■ Written problem 1
Output the records from their first line through the line containing "[307,197,409,205]" as a JSON list of strings. Use one string per line and omit blank lines.
----------------------------------------
Prediction of Transonic Buffet with URANS
JAXA Supercomputer System Annual Report April 2016-March 2017
Report Number: R16E0019
- Responsible Representative: Yuichi Matsuo(Aeronautical Technology Directorate, Numerical Simulation Research Unit)
- Contact Information: Atsushi Hashimoto(hashimoto.atsushi@jaxa.jp)
- Members: Atsushi Hashimoto, Syuusaku Takeda, Takashi Ishida
- Subject Category: Aviation(Aircraft)
Abstract
Transonic buffet is characterized by unsteady shock excursions. In the numerical prediction of transonic buffet boundary, URANS have used. This research, we introduced numerical perturbation method into FaSTAR to improve accuracy of the prediction. As a result, we found that this method could produce the transonic buffet more precisely.
Goal
We develop a buffet prediction method with URANS that is reasonable computational cost. By using this, we aim at prediction of high attack angle characteristics that is a difficult task for aircraft development.
----------------------------------------
■ Written problem 2
In the report on predicting transonic buffet, what method was introduced into FaSTAR to improve prediction accuracy?

(Records of labeled boxes)
----------------------------------------
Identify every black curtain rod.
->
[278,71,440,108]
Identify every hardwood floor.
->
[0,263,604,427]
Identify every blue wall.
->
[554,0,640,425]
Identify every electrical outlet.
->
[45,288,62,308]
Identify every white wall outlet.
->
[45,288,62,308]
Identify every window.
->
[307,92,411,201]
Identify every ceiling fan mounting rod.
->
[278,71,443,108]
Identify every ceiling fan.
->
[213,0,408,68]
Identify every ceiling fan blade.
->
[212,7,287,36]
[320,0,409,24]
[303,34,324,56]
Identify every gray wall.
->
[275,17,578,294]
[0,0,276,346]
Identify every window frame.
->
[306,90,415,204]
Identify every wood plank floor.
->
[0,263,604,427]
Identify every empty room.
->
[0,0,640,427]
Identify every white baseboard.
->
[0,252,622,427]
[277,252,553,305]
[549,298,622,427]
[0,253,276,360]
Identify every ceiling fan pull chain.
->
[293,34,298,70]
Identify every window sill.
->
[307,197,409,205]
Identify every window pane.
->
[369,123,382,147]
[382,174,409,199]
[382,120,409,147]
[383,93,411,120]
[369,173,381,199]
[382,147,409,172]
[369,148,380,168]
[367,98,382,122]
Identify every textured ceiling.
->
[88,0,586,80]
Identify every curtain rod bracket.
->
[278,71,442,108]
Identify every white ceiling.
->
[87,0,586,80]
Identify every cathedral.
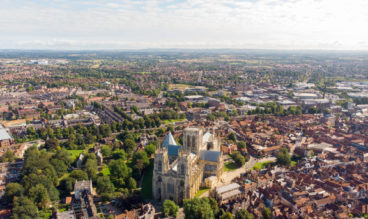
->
[152,127,224,203]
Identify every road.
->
[217,157,276,186]
[200,157,276,198]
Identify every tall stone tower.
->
[152,147,169,200]
[183,128,203,155]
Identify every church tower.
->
[152,147,169,200]
[183,128,203,155]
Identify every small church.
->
[152,127,224,204]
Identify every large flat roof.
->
[216,183,240,194]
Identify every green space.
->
[164,118,186,125]
[141,159,153,199]
[195,188,210,198]
[252,161,272,170]
[224,162,238,172]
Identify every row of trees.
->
[162,198,264,219]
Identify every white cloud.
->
[0,0,368,49]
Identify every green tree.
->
[109,159,132,188]
[235,209,254,219]
[96,176,115,194]
[237,141,247,149]
[276,147,291,166]
[262,207,272,219]
[112,149,127,160]
[133,151,149,171]
[83,159,97,179]
[231,151,245,167]
[124,138,136,155]
[227,132,236,142]
[28,184,50,209]
[5,183,24,201]
[162,200,179,218]
[101,145,111,157]
[0,150,15,162]
[144,144,156,157]
[60,177,76,194]
[126,177,137,189]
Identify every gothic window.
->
[192,136,196,151]
[180,164,185,174]
[186,135,191,151]
[157,161,162,172]
[167,183,174,194]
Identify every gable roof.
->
[0,128,11,141]
[162,132,178,147]
[199,151,221,162]
[167,144,180,157]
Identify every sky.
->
[0,0,368,50]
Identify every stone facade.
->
[152,128,223,203]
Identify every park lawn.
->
[252,161,272,170]
[164,118,186,125]
[141,159,153,199]
[224,162,239,172]
[195,188,210,198]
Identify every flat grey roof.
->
[0,128,11,141]
[216,183,240,194]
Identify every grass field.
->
[195,188,210,198]
[252,161,272,170]
[224,162,239,172]
[141,159,153,199]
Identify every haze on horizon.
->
[0,0,368,50]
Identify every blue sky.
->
[0,0,368,50]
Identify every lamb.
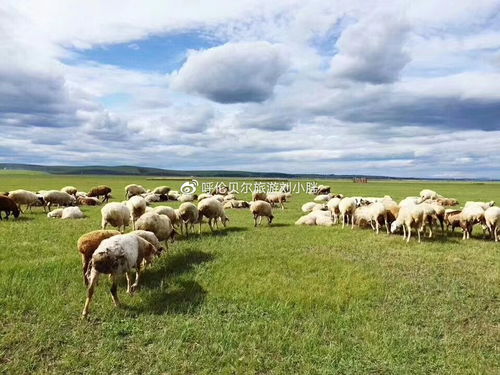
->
[0,195,19,220]
[76,230,120,285]
[61,207,85,219]
[250,201,274,227]
[87,185,111,203]
[82,233,157,317]
[43,190,76,210]
[484,207,500,242]
[127,195,146,229]
[61,186,78,198]
[154,206,182,226]
[125,184,147,199]
[460,204,485,240]
[391,205,426,243]
[135,212,177,248]
[177,202,199,236]
[266,193,287,210]
[252,192,267,201]
[295,211,334,227]
[198,197,229,233]
[9,189,39,212]
[101,202,130,233]
[47,208,63,219]
[153,186,170,195]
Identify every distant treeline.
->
[0,163,497,181]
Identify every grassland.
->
[0,172,500,374]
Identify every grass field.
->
[0,172,500,374]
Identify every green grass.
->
[0,173,500,374]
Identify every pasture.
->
[0,172,500,374]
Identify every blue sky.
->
[0,0,500,178]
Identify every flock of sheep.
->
[0,184,500,317]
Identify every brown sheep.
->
[77,230,120,285]
[0,195,19,220]
[87,185,111,203]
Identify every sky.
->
[0,0,500,178]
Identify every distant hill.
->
[0,163,498,181]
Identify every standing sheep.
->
[250,201,274,227]
[82,234,157,317]
[101,202,130,233]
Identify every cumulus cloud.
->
[331,13,410,84]
[173,41,288,103]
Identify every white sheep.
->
[250,201,274,227]
[82,233,157,317]
[135,212,177,244]
[391,205,426,243]
[101,202,130,233]
[43,190,76,210]
[61,207,85,219]
[125,184,147,199]
[198,197,229,233]
[127,195,147,229]
[484,206,500,242]
[177,202,199,236]
[8,189,40,212]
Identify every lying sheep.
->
[135,212,178,245]
[9,189,39,212]
[43,190,76,211]
[82,233,157,317]
[61,207,85,219]
[391,205,427,243]
[76,230,120,285]
[61,186,78,198]
[250,201,274,227]
[47,208,63,219]
[198,197,229,233]
[0,195,19,220]
[127,195,146,229]
[101,202,130,233]
[87,185,111,203]
[177,202,199,236]
[295,211,334,227]
[484,207,500,242]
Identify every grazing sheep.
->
[460,204,485,240]
[9,189,39,212]
[125,184,147,199]
[87,185,111,203]
[76,230,120,285]
[250,201,274,227]
[484,207,500,242]
[153,186,170,195]
[154,206,182,227]
[295,211,334,227]
[177,202,199,236]
[82,233,157,317]
[198,197,229,233]
[43,190,76,210]
[0,195,19,220]
[391,205,426,243]
[61,186,78,198]
[47,208,63,219]
[76,196,101,206]
[101,202,130,233]
[135,212,177,244]
[61,207,85,219]
[127,195,146,229]
[266,193,287,210]
[252,192,267,201]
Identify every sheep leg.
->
[109,273,120,307]
[82,268,99,318]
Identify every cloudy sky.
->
[0,0,500,178]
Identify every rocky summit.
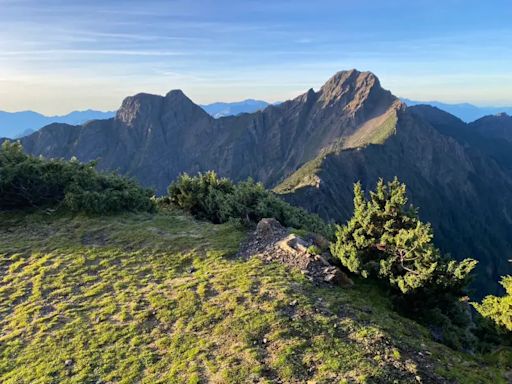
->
[14,70,512,293]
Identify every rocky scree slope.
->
[11,70,512,291]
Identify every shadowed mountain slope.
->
[12,70,512,292]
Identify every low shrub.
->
[0,141,155,213]
[168,171,333,238]
[331,178,477,349]
[473,276,512,333]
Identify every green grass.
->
[0,212,506,384]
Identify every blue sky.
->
[0,0,512,114]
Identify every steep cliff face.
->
[278,109,512,291]
[22,70,400,193]
[15,70,512,290]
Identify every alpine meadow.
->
[0,0,512,384]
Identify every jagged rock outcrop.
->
[12,70,512,292]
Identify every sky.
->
[0,0,512,114]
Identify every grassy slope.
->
[0,213,504,384]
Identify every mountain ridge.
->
[0,109,114,139]
[401,98,512,123]
[10,70,512,291]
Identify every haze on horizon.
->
[0,0,512,114]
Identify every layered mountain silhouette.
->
[0,109,115,138]
[11,70,512,294]
[401,98,512,123]
[201,99,269,118]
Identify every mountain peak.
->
[116,93,163,125]
[319,69,381,106]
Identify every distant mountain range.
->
[0,99,270,139]
[8,70,512,295]
[401,98,512,123]
[0,109,115,139]
[0,98,512,139]
[201,99,270,119]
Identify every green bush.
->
[473,276,512,332]
[168,171,332,238]
[331,178,477,349]
[331,178,476,294]
[0,141,154,213]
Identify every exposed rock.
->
[16,70,512,293]
[238,219,354,288]
[255,218,285,240]
[277,233,311,253]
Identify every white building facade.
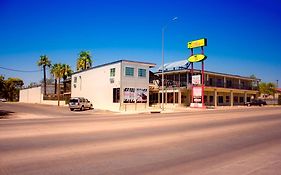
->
[71,60,155,111]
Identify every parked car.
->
[245,99,266,106]
[0,98,7,102]
[68,97,93,111]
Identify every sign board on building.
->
[187,38,207,49]
[192,75,201,85]
[124,88,148,103]
[188,54,207,63]
[124,88,135,103]
[136,88,147,103]
[192,86,202,98]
----------------------------------------
■ Exercise answer 1
[
  "Identify every black curtain rod.",
  "->",
  "[278,71,440,108]",
  "Identify every hardwood floor.",
  "->",
  "[0,263,604,427]",
  "Identify every blue wall.",
  "->",
  "[554,0,640,425]",
  "Identify every electrical outlet.",
  "->",
  "[45,288,62,308]",
  "Identify every white wall outlet.",
  "->",
  "[45,288,62,308]",
  "Identify every window.",
  "->",
  "[307,92,411,201]",
  "Identify every ceiling fan mounting rod.",
  "->",
  "[278,71,443,108]",
  "Identify every ceiling fan.",
  "->",
  "[213,0,408,68]",
  "Identify every ceiling fan blade.",
  "->",
  "[212,7,287,36]",
  "[320,0,409,24]",
  "[303,34,324,56]",
  "Identify every gray wall.",
  "->",
  "[275,17,578,294]",
  "[0,0,276,346]",
  "Identify every window frame.",
  "->",
  "[306,90,415,204]",
  "Identify every wood plank floor.",
  "->",
  "[0,263,604,427]",
  "Identify every empty room.",
  "->",
  "[0,0,640,427]",
  "Identify every white baseboard.",
  "->",
  "[0,252,622,427]",
  "[277,252,553,305]",
  "[549,298,622,427]",
  "[0,253,276,360]",
  "Identify every ceiling fan pull chain.",
  "->",
  "[293,34,298,70]",
  "Identify every window sill.",
  "->",
  "[307,197,409,205]"
]

■ Exercise answer 2
A numerical perturbation method.